Reproduce verbatim the passage of the William Vennard biography that opens with the words "American opera singer" and closes after "the 20th century.".

#### Source
§ §
= William Vennard =

American opera singer (1909–1971)

William Vennard (January 31, 1909 Normal, Illinois - January 10, 1971, Los Angeles, California) was an American vocal pedagogist who researched the human voice and its use in singing. He was one of the driving forces behind a major shift within the field of vocal pedagogy during the middle of the 20th century.

Along with a few other American singing teachers, such as Ralph Appelman at Indiana University and Oren Brown at the Juilliard School, Vennard introduced contemporary scientific research in the areas of human anatomy and physiology into the study of singing. This shift in approach led to the rejection of many of the beliefs and practices held since the bel canto era, most particularly in the areas of vocal registration and vocal resonation. Vennard was renowned as an excellent teacher whose written works have influenced generations of singers, vocal pedagogues and voice scientists. He taught many successful singers including acclaimed mezzo-soprano Marilyn Horne, who studied under him at the University of Southern California.

== History ==
Vennard studied English at Taylor University in Upland, Indiana graduating with a bachelor's degree in 1930. He became interested in music and decided to pursue a career as an opera singer. He studied at Northwestern University earning a Bachelor of Music in Vocal Performance in 1941, followed by graduate studies at the American Conservatory of Music in Chicago, where he earned a master's degree in Vocal Performance in 1943. Vennard spent the next several years teaching part-time simultaneously at the Chicago Evangelistic Institute, DePaul University and the American Conservatory.
§ §
#### Provided records
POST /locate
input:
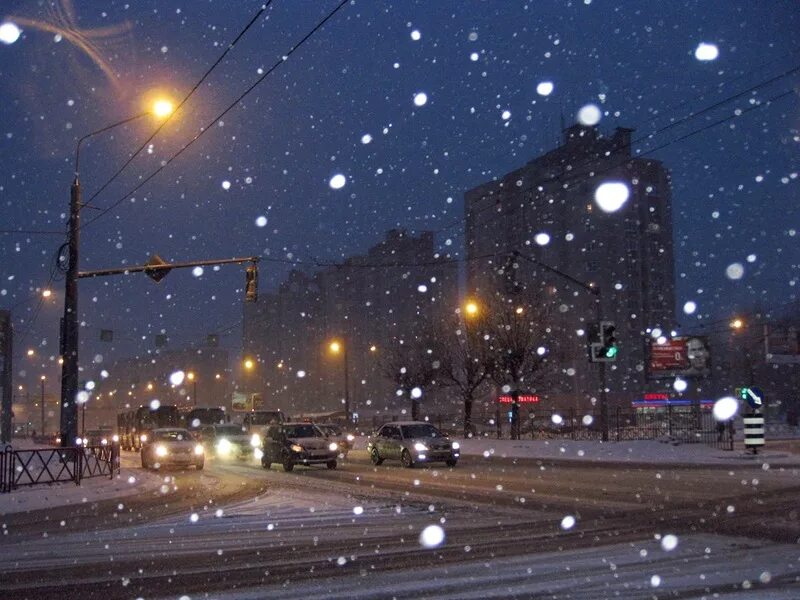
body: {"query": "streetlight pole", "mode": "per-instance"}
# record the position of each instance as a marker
(69, 326)
(42, 405)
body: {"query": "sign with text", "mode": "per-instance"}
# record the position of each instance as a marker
(688, 356)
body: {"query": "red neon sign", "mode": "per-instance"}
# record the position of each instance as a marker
(522, 399)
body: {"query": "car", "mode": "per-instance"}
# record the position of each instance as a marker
(99, 437)
(172, 446)
(412, 442)
(335, 434)
(228, 440)
(291, 444)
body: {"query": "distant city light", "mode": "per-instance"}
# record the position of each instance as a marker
(734, 271)
(706, 52)
(611, 196)
(337, 181)
(545, 88)
(9, 32)
(725, 408)
(589, 115)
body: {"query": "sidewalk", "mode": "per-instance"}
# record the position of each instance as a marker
(636, 452)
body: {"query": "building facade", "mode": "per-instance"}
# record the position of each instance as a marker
(546, 212)
(371, 304)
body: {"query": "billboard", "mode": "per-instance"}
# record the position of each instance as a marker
(688, 356)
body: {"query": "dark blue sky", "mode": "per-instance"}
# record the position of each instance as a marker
(734, 185)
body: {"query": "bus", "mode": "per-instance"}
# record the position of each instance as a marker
(197, 417)
(256, 419)
(134, 425)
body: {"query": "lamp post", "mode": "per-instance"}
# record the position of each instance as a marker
(191, 377)
(69, 327)
(42, 403)
(337, 347)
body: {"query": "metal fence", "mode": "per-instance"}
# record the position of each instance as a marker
(25, 467)
(670, 423)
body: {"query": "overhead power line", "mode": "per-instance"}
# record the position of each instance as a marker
§ §
#### Output below
American opera singer (1909–1971)

William Vennard (January 31, 1909 Normal, Illinois - January 10, 1971, Los Angeles, California) was an American vocal pedagogist who researched the human voice and its use in singing. He was one of the driving forces behind a major shift within the field of vocal pedagogy during the middle of the 20th century.